[Named object pointing entries]
Start

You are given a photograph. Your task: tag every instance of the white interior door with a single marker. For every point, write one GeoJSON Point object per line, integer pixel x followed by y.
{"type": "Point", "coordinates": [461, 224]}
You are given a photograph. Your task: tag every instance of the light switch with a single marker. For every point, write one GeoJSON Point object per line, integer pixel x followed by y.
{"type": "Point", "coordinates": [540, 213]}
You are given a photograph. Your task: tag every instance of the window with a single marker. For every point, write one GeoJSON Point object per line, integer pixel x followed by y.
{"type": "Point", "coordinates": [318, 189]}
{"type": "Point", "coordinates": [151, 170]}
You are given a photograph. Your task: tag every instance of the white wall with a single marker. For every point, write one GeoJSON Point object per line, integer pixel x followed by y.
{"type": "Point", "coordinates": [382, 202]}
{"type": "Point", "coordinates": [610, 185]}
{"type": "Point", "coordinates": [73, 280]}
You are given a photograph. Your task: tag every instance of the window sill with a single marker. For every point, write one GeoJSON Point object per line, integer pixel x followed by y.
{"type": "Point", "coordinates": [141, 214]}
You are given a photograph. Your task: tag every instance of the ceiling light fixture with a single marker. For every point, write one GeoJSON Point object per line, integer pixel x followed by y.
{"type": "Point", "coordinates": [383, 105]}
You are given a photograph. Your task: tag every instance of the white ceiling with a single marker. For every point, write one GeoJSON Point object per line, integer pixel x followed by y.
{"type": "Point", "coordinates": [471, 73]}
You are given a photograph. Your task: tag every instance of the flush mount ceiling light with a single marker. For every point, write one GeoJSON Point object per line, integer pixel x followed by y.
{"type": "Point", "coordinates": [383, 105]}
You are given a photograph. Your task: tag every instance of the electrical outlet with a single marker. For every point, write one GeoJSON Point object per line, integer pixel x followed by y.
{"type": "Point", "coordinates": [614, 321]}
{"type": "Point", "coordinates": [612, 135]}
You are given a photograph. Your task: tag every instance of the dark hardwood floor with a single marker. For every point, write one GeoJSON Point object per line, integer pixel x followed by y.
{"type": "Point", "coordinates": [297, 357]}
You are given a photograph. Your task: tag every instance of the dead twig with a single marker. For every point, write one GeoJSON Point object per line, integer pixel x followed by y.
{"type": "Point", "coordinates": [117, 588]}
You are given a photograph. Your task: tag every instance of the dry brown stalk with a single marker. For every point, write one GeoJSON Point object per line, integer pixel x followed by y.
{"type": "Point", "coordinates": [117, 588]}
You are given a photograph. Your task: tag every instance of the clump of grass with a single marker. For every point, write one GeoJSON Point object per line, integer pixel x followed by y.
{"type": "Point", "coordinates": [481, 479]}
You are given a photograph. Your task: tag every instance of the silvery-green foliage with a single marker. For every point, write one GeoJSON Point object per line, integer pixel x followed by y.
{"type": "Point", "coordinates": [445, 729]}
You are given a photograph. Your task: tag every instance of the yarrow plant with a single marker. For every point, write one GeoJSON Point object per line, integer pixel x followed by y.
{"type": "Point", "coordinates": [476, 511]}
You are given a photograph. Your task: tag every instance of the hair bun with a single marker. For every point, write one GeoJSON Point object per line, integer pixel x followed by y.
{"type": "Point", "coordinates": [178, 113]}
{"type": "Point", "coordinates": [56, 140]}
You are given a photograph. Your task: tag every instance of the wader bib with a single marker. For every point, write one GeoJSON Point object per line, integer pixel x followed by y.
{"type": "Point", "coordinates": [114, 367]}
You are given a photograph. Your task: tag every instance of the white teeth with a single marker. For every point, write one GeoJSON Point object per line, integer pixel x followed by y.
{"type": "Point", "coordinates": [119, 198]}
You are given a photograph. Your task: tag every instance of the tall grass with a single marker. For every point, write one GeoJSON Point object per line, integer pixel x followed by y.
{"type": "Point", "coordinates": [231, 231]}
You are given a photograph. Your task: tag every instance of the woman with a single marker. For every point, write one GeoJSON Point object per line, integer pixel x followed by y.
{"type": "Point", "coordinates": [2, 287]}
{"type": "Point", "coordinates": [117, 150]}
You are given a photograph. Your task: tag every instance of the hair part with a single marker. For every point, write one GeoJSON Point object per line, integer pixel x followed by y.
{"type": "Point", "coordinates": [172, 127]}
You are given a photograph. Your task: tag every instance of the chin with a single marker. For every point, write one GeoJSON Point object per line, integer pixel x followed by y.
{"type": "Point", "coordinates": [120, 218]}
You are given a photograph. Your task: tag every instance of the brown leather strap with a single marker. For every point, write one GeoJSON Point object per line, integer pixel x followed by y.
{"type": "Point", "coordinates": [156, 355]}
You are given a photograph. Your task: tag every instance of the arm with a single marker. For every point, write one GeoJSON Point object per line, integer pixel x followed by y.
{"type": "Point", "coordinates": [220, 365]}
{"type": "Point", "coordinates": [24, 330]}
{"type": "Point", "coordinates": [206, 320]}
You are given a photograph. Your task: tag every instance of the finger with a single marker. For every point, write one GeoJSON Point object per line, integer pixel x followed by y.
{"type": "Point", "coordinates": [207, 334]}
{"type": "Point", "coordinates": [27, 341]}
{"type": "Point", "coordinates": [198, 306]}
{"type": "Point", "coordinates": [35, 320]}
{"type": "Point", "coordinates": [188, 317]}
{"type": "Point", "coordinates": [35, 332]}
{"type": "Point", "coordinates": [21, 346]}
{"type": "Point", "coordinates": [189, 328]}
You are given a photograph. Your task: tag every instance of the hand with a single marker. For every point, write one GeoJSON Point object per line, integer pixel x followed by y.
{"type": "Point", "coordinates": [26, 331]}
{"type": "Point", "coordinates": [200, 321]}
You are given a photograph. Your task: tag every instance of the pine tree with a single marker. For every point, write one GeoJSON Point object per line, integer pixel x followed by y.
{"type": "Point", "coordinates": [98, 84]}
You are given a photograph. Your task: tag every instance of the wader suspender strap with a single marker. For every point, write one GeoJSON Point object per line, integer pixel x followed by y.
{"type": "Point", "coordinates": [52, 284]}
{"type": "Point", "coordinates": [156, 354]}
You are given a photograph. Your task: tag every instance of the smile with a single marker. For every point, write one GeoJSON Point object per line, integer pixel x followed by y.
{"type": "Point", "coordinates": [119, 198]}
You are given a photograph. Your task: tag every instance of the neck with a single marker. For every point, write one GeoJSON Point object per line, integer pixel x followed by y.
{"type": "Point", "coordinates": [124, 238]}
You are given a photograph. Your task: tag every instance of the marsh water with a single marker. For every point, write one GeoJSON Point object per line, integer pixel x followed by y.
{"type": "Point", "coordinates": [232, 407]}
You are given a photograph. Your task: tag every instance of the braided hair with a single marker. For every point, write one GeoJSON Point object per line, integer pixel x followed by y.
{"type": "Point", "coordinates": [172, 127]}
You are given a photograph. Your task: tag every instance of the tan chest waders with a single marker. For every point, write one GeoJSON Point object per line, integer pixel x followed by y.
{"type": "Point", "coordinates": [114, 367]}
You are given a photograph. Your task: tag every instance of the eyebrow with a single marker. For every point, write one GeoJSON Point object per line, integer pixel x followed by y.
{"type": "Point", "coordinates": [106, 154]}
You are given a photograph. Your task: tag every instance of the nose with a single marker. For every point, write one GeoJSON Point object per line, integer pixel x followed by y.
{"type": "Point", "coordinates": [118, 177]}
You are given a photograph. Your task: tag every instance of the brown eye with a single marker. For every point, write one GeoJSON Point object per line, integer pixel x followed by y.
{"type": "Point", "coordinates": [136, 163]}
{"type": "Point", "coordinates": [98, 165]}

End

From the line holding "of the eyebrow" through the last line above, reproduce each line exactly and add nothing.

You are given a photograph. Your task: tag every instance of the eyebrow with a single marker. For every point, write one GeoJSON Point object per line, integer pixel x followed by y.
{"type": "Point", "coordinates": [106, 154]}
You are given a photograph. Your task: tag every instance of the nose with a single marker. For every point, write one GeoJSON Point object per line, integer pixel x followed by y.
{"type": "Point", "coordinates": [118, 177]}
You are given a photograph. Your task: tag every instance of the brown eye with a single marker. For every point, write one GeoJSON Point object per line, integer pixel x followed by y.
{"type": "Point", "coordinates": [136, 163]}
{"type": "Point", "coordinates": [98, 165]}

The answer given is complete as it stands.